GIVEN INSTRUCTION 1: Copy the listing word for word, from the line with "Where can the green leaf" through the end of the listing.

EXTRACT:
════

Copper Canyon Mexico- Most people who land in Chihuahua have never said the word barranca out loud. They came for the train, or for a photo they saw once: a green gorge falling away beneath a glass-floored cable car, somebody’s arms thrown wide at the edge. What almost none of them understand until they are actually standing there, at a lookout called Divisadero with cold air rising from somewhere two kilometers below their boots, is that the thing in front of them makes the Grand Canyon look like a warm-up.
That is not a figure of speech. Northern Mexico holds a canyon system that is, by total volume, more than four times the size of the Grand Canyon, and at its deepest point it drops further than anything in Arizona. It has a name that does not quite do it justice in English. We call it Copper Canyon. In Spanish it is Barranca del Cobre. And the strange part of the story is not how big it is. The strange part is how few people outside Mexico have ever heard of it.
There is a reason for that, and it is worth understanding before you book anything.
Copper Canyon is not one canyon.
That is the first thing to get straight. It is a network of at least six major canyons carved by six rivers through the Sierra Madre Occidental, in the state of Chihuahua. Taken together, the system covers roughly 65,000 square kilometers. The Grand Canyon, for comparison, covers a little under 5,000. So when people say Copper Canyon is bigger, they are not exaggerating to sell a tour. They are describing geography.
The depth surprises people more than the breadth. The deepest of the six, the Urique Canyon, falls about 1,879 meters from rim to riverbed, which is deeper than any point in the Grand Canyon and makes it the deepest canyon in North America. Stand at the top in the morning and you can watch the climate change as you look down. The high rim is pine forest, frost on the ground in January, sometimes snow. The canyon floor, a vertical mile below, is subtropical, with citrus trees and daytime winter temperatures closer to 25°C. One landscape, two climates, separated by gravity.

════

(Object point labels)
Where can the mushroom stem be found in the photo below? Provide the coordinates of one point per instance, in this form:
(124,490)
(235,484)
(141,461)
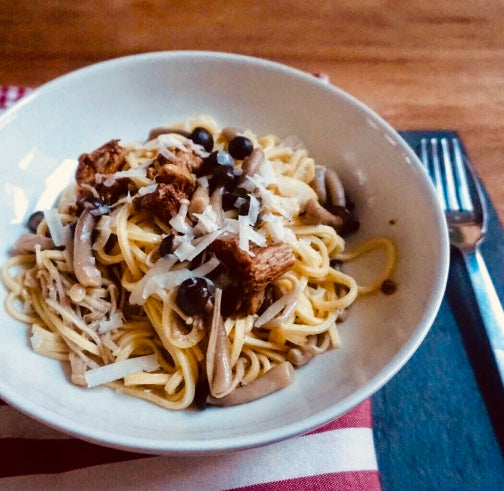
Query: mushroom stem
(276,378)
(218,361)
(313,213)
(252,163)
(85,270)
(335,188)
(318,183)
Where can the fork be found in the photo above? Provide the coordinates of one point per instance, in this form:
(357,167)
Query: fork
(462,201)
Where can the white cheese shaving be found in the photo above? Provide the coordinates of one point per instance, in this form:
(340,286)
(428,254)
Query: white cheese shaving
(115,320)
(205,241)
(118,370)
(59,234)
(208,220)
(243,243)
(163,265)
(267,173)
(178,222)
(275,227)
(232,225)
(105,228)
(256,237)
(203,181)
(36,341)
(254,208)
(185,249)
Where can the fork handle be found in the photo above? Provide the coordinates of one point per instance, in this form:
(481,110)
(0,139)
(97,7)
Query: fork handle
(490,307)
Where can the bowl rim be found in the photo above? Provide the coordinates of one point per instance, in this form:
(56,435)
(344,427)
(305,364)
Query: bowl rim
(263,437)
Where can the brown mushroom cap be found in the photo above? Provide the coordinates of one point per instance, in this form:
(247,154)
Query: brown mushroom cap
(274,379)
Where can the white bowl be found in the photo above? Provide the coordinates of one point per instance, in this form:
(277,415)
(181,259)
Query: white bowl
(124,98)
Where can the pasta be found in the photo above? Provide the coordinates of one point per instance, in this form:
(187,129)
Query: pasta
(198,267)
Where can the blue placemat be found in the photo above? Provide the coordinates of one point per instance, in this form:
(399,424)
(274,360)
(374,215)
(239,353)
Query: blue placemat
(439,421)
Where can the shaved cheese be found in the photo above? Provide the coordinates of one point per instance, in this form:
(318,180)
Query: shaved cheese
(243,243)
(36,341)
(208,219)
(105,228)
(115,320)
(254,208)
(232,225)
(118,370)
(59,234)
(256,237)
(178,222)
(275,226)
(203,181)
(205,241)
(267,172)
(185,249)
(162,266)
(293,142)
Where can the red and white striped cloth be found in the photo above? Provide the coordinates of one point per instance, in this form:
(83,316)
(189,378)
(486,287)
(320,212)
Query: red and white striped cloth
(338,456)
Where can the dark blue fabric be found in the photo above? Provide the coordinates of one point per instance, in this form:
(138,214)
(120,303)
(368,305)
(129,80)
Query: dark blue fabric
(439,421)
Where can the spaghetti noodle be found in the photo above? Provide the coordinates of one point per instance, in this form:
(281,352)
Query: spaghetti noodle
(180,273)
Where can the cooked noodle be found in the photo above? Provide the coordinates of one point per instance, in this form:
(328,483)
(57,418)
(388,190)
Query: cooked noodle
(96,325)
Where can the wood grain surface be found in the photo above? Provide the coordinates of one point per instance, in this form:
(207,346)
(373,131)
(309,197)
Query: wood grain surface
(418,64)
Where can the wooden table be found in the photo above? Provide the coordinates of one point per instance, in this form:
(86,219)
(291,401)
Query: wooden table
(433,65)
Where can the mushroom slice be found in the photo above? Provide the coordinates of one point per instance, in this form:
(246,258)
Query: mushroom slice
(276,378)
(313,213)
(299,356)
(218,361)
(27,243)
(334,188)
(85,270)
(318,183)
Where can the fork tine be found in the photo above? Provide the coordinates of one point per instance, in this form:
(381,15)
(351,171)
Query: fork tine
(424,156)
(436,173)
(451,194)
(461,177)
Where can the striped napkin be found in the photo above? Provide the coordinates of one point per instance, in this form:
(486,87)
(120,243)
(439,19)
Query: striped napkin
(340,455)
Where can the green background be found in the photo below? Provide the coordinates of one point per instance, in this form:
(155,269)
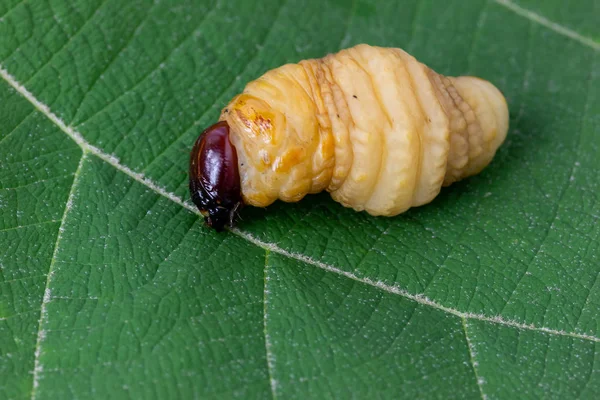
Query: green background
(111,287)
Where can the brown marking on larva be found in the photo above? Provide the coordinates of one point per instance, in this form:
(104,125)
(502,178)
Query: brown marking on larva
(264,124)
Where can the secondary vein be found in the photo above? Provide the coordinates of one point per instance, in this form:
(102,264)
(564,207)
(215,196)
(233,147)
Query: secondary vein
(41,334)
(114,161)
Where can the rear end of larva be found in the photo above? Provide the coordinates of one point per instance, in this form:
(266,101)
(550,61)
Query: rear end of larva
(373,126)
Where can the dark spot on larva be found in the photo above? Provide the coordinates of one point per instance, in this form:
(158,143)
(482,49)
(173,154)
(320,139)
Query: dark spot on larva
(214,177)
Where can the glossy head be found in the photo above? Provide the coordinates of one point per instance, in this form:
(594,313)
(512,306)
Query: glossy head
(214,177)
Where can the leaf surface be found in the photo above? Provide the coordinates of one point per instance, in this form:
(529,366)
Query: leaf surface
(111,287)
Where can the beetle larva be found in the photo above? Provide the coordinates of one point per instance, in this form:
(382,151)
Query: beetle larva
(378,130)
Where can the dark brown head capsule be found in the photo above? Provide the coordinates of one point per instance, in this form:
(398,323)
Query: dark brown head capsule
(214,177)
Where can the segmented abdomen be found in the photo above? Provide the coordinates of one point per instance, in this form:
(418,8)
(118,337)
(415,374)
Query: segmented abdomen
(376,128)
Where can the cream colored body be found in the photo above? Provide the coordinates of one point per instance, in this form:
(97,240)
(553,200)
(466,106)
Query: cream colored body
(373,126)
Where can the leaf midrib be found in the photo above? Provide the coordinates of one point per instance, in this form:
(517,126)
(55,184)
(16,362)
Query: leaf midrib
(88,148)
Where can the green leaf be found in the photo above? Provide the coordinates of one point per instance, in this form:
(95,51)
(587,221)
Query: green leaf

════

GIVEN INSTRUCTION 2:
Using the Copper Canyon article, decide whether each statement agrees with it. Answer yes or no and quote the deciding words.
(a) The Copper Canyon system covers roughly 65,000 square kilometers.
(b) The canyon floor is pine forest with frost on the ground in January.
(c) Copper Canyon is a single canyon carved by one river.

TASK SOLUTION 1:
Where can the green leaf be found in the photo above? Provide the coordinates of one point per instance, in this form:
(95,51)
(587,221)
Query: green leaf

TASK SOLUTION 2:
(a) Yes: "Taken together, the system covers roughly 65,000 square kilometers."
(b) No: "The canyon floor, a vertical mile below, is subtropical, with citrus trees"
(c) No: "It is a network of at least six major canyons carved by six rivers through the Sierra Madre Occidental"